╭─ Material shown

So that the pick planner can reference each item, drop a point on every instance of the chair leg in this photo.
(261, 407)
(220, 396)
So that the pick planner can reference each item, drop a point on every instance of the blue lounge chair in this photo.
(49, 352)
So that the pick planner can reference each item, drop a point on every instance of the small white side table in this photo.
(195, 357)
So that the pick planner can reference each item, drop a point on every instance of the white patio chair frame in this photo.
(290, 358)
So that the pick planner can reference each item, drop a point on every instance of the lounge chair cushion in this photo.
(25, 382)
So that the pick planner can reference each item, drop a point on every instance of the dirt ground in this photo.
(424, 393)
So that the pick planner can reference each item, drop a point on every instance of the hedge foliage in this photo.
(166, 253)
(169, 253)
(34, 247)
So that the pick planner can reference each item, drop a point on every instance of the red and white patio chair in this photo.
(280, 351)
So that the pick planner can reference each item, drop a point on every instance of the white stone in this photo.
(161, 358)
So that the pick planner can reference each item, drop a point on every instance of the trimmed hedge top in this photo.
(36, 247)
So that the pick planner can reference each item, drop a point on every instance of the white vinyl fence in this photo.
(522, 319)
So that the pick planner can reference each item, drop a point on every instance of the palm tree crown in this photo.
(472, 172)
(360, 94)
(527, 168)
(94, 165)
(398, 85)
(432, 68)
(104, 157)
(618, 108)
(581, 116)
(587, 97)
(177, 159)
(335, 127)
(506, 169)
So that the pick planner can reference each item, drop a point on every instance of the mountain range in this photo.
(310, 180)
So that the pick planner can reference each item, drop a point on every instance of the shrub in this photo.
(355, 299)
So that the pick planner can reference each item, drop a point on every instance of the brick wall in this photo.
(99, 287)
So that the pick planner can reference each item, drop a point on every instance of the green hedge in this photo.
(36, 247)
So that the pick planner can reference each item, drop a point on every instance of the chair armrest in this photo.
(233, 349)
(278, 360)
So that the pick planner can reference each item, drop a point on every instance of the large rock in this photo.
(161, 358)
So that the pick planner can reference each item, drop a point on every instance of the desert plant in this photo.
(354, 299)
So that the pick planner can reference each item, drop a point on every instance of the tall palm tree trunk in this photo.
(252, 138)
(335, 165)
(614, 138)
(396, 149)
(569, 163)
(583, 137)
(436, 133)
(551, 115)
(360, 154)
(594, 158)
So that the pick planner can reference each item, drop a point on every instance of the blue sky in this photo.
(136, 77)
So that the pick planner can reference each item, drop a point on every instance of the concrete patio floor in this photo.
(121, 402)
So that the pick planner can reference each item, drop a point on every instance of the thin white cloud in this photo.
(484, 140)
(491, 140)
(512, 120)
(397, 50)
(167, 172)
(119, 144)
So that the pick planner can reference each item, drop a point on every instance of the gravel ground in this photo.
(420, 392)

╰─

* Aim: Output without changes every line from the one containing "cloud in this photo." through the last line, including both.

* Task solution:
So that the pick planner can reference each item, drop a point on every instance of the thin white cloud in this photo.
(484, 140)
(491, 140)
(512, 120)
(397, 50)
(167, 172)
(119, 144)
So that the pick planner can reference each item, drop a point on every instance of the gravel ground in this photo.
(420, 392)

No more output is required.